• _Stated problem_:
Rewrite every line from the one containing "Could you please indicate the brown" through the end of the items, requests included, increasing each point coordinate in the answers by 25. Leave the pictures out of your copy.

++++ Data provided

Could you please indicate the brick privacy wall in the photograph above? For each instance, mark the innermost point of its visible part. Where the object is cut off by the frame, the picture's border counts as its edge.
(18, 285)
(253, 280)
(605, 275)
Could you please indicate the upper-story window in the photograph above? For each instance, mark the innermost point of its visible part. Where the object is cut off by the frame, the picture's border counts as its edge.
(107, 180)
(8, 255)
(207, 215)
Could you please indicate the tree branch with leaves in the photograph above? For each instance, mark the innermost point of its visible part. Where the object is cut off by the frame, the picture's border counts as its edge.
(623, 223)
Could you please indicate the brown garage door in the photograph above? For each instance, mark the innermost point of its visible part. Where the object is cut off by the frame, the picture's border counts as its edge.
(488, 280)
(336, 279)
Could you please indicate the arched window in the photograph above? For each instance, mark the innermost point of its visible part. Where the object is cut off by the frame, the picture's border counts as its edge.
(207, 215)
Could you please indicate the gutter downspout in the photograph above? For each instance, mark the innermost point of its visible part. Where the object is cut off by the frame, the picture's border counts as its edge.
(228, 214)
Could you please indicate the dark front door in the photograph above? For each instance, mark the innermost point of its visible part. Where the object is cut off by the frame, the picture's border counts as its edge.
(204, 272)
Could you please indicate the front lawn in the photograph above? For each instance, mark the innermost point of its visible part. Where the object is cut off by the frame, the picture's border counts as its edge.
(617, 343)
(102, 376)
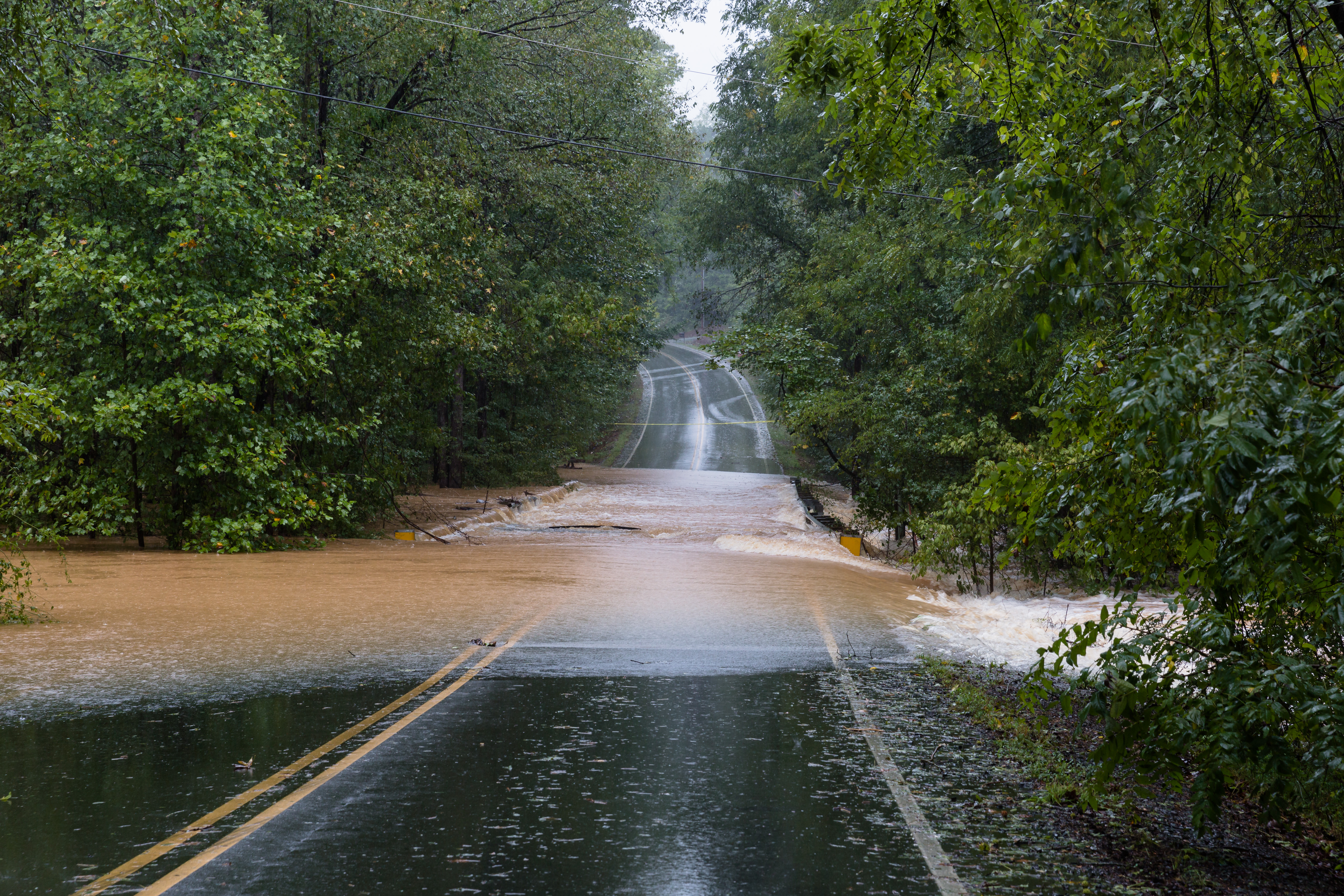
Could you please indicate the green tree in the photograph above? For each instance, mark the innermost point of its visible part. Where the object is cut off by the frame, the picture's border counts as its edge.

++++++++

• _Output for this task_:
Could you please indicate the brown garage door in the photograph above? For each instance, mark the innermost point of its visible part. Where the object is cut off by the frame, the picture's border counts as its edge.
(513, 305)
(361, 304)
Could you please indicate the arched window in the photograph above? For each instance, mark the innermost point of its visible part. Where the object is cut off by the frame, the picture's border counts as its edge.
(232, 240)
Could you please indicate the gutter downspout in the photograph above? For each instance, mark the innermost point of its visible part. Where the object is cut off by the frame, the picture's border counts as its edge.
(253, 239)
Could you please indicate the dark front door in the photograph above? For each instance, mark the innermost point of its visible part. Where the object is cut off by the frame, the picture's border counts as its edge.
(229, 297)
Could you please indicate the front lawn in the photograph above? For each instance, mark the innermost point of its visible part. Where the object is cut off by the frame, the picture's border counts as its edge.
(642, 368)
(127, 401)
Could you please indicate the green tree in the photograph above? For each instance, mark the innermost point of its visible part. Where the object is cut off by the frame, the picture's border counts as its edge.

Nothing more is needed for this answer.